• **EXERCISE BRIEF**:
Below is a set of records; restate each one word for word.
----------------------------------------
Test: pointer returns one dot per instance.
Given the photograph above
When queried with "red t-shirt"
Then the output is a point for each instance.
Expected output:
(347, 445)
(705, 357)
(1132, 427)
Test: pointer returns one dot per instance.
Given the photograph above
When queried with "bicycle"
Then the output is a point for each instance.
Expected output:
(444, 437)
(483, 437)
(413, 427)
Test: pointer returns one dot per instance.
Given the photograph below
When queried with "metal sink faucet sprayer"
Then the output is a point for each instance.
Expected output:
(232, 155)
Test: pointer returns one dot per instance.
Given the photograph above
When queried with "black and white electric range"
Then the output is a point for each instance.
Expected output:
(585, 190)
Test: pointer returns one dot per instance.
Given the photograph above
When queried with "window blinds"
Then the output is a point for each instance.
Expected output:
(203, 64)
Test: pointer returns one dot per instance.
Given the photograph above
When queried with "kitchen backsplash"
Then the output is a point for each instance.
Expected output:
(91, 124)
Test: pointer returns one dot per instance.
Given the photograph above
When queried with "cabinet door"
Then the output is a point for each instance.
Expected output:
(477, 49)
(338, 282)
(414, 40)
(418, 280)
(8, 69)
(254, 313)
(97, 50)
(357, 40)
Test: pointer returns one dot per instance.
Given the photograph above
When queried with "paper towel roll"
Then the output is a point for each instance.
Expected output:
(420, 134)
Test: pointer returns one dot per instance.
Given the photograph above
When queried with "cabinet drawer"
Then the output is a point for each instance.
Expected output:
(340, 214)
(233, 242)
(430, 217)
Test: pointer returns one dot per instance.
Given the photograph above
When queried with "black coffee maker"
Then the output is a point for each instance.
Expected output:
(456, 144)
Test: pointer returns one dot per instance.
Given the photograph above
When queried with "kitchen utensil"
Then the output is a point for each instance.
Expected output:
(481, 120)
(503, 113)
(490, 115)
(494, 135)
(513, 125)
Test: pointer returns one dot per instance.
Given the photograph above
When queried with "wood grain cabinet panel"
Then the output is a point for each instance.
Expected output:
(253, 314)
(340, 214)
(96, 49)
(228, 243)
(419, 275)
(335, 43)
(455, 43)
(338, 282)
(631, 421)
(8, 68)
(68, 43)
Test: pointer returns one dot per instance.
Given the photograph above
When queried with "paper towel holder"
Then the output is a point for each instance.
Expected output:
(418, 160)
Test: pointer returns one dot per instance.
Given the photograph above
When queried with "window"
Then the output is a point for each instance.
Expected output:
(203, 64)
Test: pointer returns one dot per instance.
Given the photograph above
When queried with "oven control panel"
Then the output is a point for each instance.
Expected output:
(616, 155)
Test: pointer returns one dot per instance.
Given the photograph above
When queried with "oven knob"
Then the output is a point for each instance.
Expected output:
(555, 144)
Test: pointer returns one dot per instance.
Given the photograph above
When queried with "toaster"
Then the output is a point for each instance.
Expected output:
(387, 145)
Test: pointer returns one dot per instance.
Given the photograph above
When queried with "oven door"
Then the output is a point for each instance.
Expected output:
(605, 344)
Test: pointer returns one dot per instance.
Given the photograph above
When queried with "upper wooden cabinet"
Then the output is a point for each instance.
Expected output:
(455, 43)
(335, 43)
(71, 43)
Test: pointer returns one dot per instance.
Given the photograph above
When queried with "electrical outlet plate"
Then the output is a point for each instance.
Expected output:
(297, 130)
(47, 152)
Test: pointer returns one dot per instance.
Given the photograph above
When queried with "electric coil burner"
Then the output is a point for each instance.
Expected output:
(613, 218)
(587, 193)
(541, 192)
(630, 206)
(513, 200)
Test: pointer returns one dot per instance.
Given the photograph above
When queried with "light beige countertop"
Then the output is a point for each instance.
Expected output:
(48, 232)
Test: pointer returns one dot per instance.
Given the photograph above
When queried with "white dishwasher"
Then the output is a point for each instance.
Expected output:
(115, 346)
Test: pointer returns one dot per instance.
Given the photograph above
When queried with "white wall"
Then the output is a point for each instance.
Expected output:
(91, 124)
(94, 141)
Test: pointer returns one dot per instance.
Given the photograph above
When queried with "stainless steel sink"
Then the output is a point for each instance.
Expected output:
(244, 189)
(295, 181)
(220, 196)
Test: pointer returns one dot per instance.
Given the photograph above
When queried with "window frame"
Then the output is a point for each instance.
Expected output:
----------------------------------------
• **REPLY**:
Test: pointer returns one dot per instance.
Given the photograph above
When queried with "red t-shirt"
Then the output is a point for each instance.
Expected output:
(347, 445)
(705, 357)
(1132, 427)
Test: pointer returns one dot per instance.
Given the photograph above
When queried with "bicycle"
Then the output is a point for each instance.
Expected output:
(444, 437)
(483, 437)
(413, 427)
Test: pointer returns one dot per instance.
Given the photograph below
When queried with "metal sink faucet sprayer"
Then the output is a point for each instance.
Expected output:
(232, 155)
Test: pointer returns one dot per instance.
Given the photograph above
When queried with "black and white electric range"
Then the output is a point for each instance.
Expected output:
(585, 190)
Test: pointer returns one dot per instance.
Given the photograph above
When queried with "window blinds"
Then the output is a point for each instance.
Expected output:
(203, 64)
Test: pointer returns one dot per instance.
Given the photograph above
When queried with "kitchen backsplash"
Then the output is a point for each instance.
Expected output:
(91, 124)
Test: pointer returns one dot per instance.
Given the photograph above
When queried with "cabinet door"
Then the output is a point for each instance.
Expected output:
(477, 49)
(338, 282)
(414, 40)
(418, 280)
(8, 69)
(254, 313)
(97, 50)
(357, 40)
Test: pointer returns one dot per instance.
Given the photograph above
When queried with "paper towel roll"
Then the output is a point for each instance.
Expected output:
(420, 134)
Test: pointer returns one dot per instance.
Given the photograph above
When queried with "cabinet drawer"
Then the output is a point for each instance.
Expected output:
(340, 214)
(233, 242)
(430, 217)
Test: pointer returns one dot per instance.
Given the photograph above
When queried with "black coffee maker"
Then the output is a point for each instance.
Expected output:
(456, 144)
Test: pointer returns one dot per instance.
Given the photograph above
When queried with "kitchen utensil"
Then the output is a point for each instance.
Expected output:
(481, 120)
(503, 113)
(490, 115)
(494, 135)
(513, 125)
Test: pointer returns one dot per instance.
Given the photograph above
When queried with "wood grain cabinet panel"
Then the output is a point for each instance.
Expected output:
(253, 314)
(340, 214)
(96, 49)
(228, 243)
(419, 275)
(335, 43)
(455, 43)
(338, 282)
(631, 421)
(8, 68)
(68, 43)
Test: pointer returns one dot per instance.
Given the photograph above
When queried with "paper towel holder"
Then the output is a point for each instance.
Expected output:
(418, 160)
Test: pointer returns one dot per instance.
Given the photograph above
When queried with "window"
Then the output is a point for each instance.
Expected output:
(203, 64)
Test: pointer returns one dot per instance.
Given the photograph above
When queried with "oven control panel"
Then the output is a point for each instance.
Expected output:
(616, 155)
Test: pointer returns one dot per instance.
Given the photograph above
When queried with "oven knob"
Then the output is a point for each instance.
Expected output:
(555, 144)
Test: pointer returns one dot per instance.
Given the photograph above
When queried with "toaster"
Then the output is a point for each instance.
Expected output:
(387, 145)
Test: pointer returns one dot per instance.
Given the photograph above
When queried with "oven door"
Then the output is a point for each instance.
Expected output:
(605, 344)
Test: pointer returns one dot per instance.
Given the photograph above
When queried with "upper wooden cabinet"
Then the output is a point for each instance.
Expected output:
(455, 43)
(335, 43)
(71, 43)
Test: pointer returns one dot per instance.
Given the photograph above
When queried with "electrical outlet plate"
Then the output is a point for each instance.
Expected output:
(297, 130)
(47, 152)
Test: pointer returns one dot per instance.
Given the photograph above
When queried with "electric coil burner"
Then the output is a point for each instance.
Expected output:
(613, 218)
(587, 193)
(541, 192)
(630, 206)
(513, 200)
Test: pointer returns one dot per instance.
Given the photograph above
When queried with "light beige countertop"
Then the output is a point for each instance.
Expected output:
(48, 232)
Test: pointer returns one dot per instance.
Given the photograph above
When queried with "white dishwasher"
Then the output is a point for each instance.
Expected output:
(115, 346)
Test: pointer returns one dot per instance.
Given the photograph above
When queried with "white wall"
Then the output is a point for each instance.
Expected output:
(91, 124)
(94, 141)
Test: pointer returns one dot per instance.
Given the photograph above
When queried with "stainless steel sink"
Then the output is a point for each instance.
Expected output:
(244, 189)
(295, 181)
(220, 196)
Test: pointer returns one dot per instance.
Given the photograph above
When queried with "window frame"
Then the output is a point for each instance.
Expected output:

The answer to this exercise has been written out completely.